• **Prompt a**
Copy this passage from the notes on the moon landing video below word for word, everything from "An interesting aside, Astronaut" down to "they don't understand.".

• **Page**
BEGIN
5:30-5:45 He shows his first mistake in scientific understanding. The Van Allen Radiation Belts DO NOT protect us here on earth from radiation. They are the high energy electrons and protons that the "magnetic field", which does protect us, traps.

5:50 the host references that they , NASA. must have done tests to determine the radiation levels on the moon and Allen states he can't find evidence that tests were done.
Let's see;
Surveyor 1, 1966... Explorer 33, July 1966 - EOM - September 1971, Surveyor 3 April - May 1967, Explorer 35, July 1967 - EOM June 1973. Surveyor 5, September-December 1967, Surveyor 6, November - December 1967, Surveyor 7, Jan-Feb. 1968. That's a list of the successful probes sent prior to the Moon Landing in 1969.
An interesting aside, Astronaut Alan Bean, of Apollo 12, took pictures of the Surveyor 3 spacecraft... on the moon... in 1969... two years after Surveyor 3 landed. They also brought back several pieces of the craft.

6:23 Question...Why would they fake the moon landing?
Answer... the cold war, space race competition between the US and USSR, Vietnam, student protests,...
Or more simply, they didn't... but, some people just can't believe anything they don't understand.

10:00 They discuss "dead" Russian "astronauts", (around 8?) as evidence "we" have been lied to from the start.
By Russia... maybe... if his claim is actually true but, there is still no credible evidence that any Russian Cosmonauts were lost in space.

12:10 They begin to discuss engineering aspects of the space craft.
END
• **Prompt b**
Format part of the listing below as a Markdown table with a Row column for the row number and a Line column for the line itself, leaving out blank lines and the pictures. Cover only everything from the start of the listing down to the line containing "101 93 220 134", with both ends included.

• **Data**
BEGIN
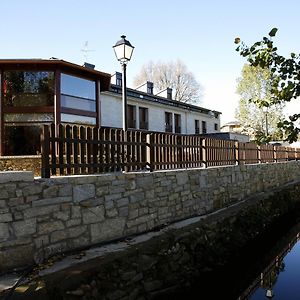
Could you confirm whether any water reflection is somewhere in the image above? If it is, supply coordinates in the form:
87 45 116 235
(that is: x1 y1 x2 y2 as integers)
238 233 300 300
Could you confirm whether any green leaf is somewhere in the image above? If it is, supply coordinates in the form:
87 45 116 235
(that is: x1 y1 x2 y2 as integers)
234 38 241 44
269 28 278 36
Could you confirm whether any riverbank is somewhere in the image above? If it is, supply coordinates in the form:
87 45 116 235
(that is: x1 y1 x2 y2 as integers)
0 178 300 300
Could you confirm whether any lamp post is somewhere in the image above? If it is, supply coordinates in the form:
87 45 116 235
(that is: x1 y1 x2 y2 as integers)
263 106 269 136
113 35 134 130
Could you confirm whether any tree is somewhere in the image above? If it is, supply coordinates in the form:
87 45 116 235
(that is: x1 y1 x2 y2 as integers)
235 28 300 142
235 64 283 143
134 60 202 103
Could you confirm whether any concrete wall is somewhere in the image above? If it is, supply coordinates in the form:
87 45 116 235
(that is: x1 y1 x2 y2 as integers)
0 161 300 270
101 93 220 134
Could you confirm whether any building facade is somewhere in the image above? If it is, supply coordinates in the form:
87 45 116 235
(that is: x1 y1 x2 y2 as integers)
0 59 111 155
0 59 221 156
101 73 221 134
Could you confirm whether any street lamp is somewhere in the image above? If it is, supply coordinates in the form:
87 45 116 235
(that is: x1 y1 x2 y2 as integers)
263 106 269 136
113 35 134 130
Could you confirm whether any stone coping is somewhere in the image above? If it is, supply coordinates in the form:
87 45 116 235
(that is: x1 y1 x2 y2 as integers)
0 171 34 183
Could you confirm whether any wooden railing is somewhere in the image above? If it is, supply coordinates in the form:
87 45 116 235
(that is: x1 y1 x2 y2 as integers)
41 124 300 178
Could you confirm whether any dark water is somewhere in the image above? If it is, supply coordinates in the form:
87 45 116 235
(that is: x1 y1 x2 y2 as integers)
169 220 300 300
249 234 300 300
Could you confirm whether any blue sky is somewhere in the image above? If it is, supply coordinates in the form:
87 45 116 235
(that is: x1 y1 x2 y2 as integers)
0 0 300 123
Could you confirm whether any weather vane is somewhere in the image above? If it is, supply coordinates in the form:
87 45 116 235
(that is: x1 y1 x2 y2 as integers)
81 41 95 62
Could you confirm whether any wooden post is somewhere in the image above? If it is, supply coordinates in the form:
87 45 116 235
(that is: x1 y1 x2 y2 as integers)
257 146 261 164
202 138 207 168
146 133 154 172
41 125 50 178
234 141 240 166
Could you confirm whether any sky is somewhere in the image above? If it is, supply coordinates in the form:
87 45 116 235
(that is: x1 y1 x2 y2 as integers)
0 0 300 124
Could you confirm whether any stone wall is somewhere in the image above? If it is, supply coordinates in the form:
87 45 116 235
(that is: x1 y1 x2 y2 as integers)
0 161 300 271
0 155 42 176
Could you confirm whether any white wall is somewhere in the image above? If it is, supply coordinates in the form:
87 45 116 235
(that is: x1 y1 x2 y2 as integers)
100 92 220 134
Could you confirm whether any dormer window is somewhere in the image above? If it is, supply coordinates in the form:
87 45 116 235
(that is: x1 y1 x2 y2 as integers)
147 81 153 95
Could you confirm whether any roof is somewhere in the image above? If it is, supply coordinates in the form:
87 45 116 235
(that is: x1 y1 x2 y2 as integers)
110 84 222 116
0 58 111 91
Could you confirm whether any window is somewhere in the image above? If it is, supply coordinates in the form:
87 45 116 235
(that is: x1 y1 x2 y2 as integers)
165 112 173 132
61 74 96 100
60 95 96 112
3 71 54 107
202 121 207 133
147 82 153 94
174 114 181 133
61 113 96 125
60 74 97 125
195 120 200 134
139 107 149 130
127 105 136 128
4 125 42 155
116 77 122 86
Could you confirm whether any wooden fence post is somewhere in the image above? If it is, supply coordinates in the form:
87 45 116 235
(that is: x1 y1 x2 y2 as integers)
146 133 154 172
257 146 261 164
234 141 240 165
41 125 50 178
202 138 207 168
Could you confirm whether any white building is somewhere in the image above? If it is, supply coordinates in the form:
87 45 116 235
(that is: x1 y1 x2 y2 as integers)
100 72 221 134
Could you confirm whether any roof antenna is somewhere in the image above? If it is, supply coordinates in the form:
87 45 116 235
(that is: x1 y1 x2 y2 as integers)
81 41 95 62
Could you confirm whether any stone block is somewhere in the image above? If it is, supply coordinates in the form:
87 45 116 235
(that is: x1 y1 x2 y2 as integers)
136 174 154 190
0 244 34 272
24 205 59 219
0 200 6 208
128 209 139 219
0 223 9 241
32 197 72 206
58 184 73 197
38 221 65 234
96 186 109 197
91 218 125 243
71 206 81 219
105 208 118 218
53 210 70 221
66 218 81 227
117 197 129 207
119 206 129 217
0 213 13 223
50 230 68 243
104 193 122 201
43 185 59 198
12 219 37 237
7 197 24 207
34 235 49 249
0 171 34 183
129 192 145 203
66 225 88 238
73 184 96 202
176 171 189 185
82 205 104 224
0 187 9 199
23 184 43 197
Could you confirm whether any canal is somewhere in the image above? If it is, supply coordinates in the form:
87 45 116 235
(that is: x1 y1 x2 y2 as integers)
168 217 300 300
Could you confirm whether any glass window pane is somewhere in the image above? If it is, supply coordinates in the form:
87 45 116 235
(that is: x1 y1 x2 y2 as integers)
4 113 54 122
61 74 96 100
3 71 54 107
60 95 96 112
4 126 41 155
61 114 96 125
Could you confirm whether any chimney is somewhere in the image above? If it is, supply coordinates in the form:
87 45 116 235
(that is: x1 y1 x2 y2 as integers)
111 72 122 86
156 88 172 100
83 62 95 70
136 81 153 95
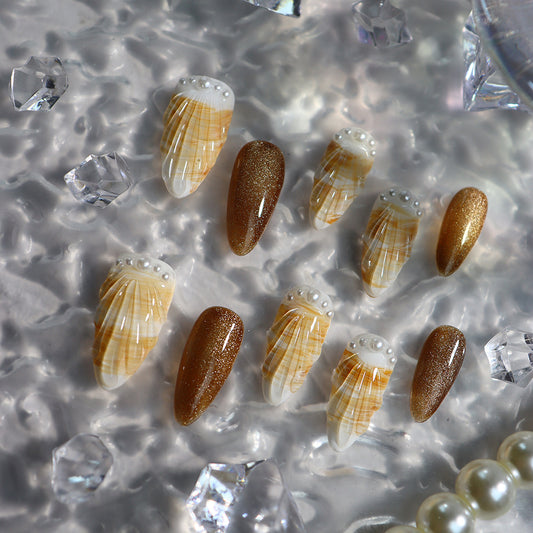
END
• **Solution a**
An interesting aside, Astronaut Alan Bean, of Apollo 12, took pictures of the Surveyor 3 spacecraft... on the moon... in 1969... two years after Surveyor 3 landed. They also brought back several pieces of the craft.

6:23 Question...Why would they fake the moon landing?
Answer... the cold war, space race competition between the US and USSR, Vietnam, student protests,...
Or more simply, they didn't... but, some people just can't believe anything they don't understand.

• **Solution b**
| Row | Line |
|---|---|
| 1 | Could you confirm whether any water reflection is somewhere in the image above? If it is, supply coordinates in the form: |
| 2 | 87 45 116 235 |
| 3 | (that is: x1 y1 x2 y2 as integers) |
| 4 | 238 233 300 300 |
| 5 | Could you confirm whether any green leaf is somewhere in the image above? If it is, supply coordinates in the form: |
| 6 | 87 45 116 235 |
| 7 | (that is: x1 y1 x2 y2 as integers) |
| 8 | 234 38 241 44 |
| 9 | 269 28 278 36 |
| 10 | Could you confirm whether any riverbank is somewhere in the image above? If it is, supply coordinates in the form: |
| 11 | 87 45 116 235 |
| 12 | (that is: x1 y1 x2 y2 as integers) |
| 13 | 0 178 300 300 |
| 14 | Could you confirm whether any lamp post is somewhere in the image above? If it is, supply coordinates in the form: |
| 15 | 87 45 116 235 |
| 16 | (that is: x1 y1 x2 y2 as integers) |
| 17 | 263 106 269 136 |
| 18 | 113 35 134 130 |
| 19 | Could you confirm whether any tree is somewhere in the image above? If it is, supply coordinates in the form: |
| 20 | 87 45 116 235 |
| 21 | (that is: x1 y1 x2 y2 as integers) |
| 22 | 235 28 300 142 |
| 23 | 235 64 283 143 |
| 24 | 134 60 202 103 |
| 25 | Could you confirm whether any concrete wall is somewhere in the image above? If it is, supply coordinates in the form: |
| 26 | 87 45 116 235 |
| 27 | (that is: x1 y1 x2 y2 as integers) |
| 28 | 0 161 300 270 |
| 29 | 101 93 220 134 |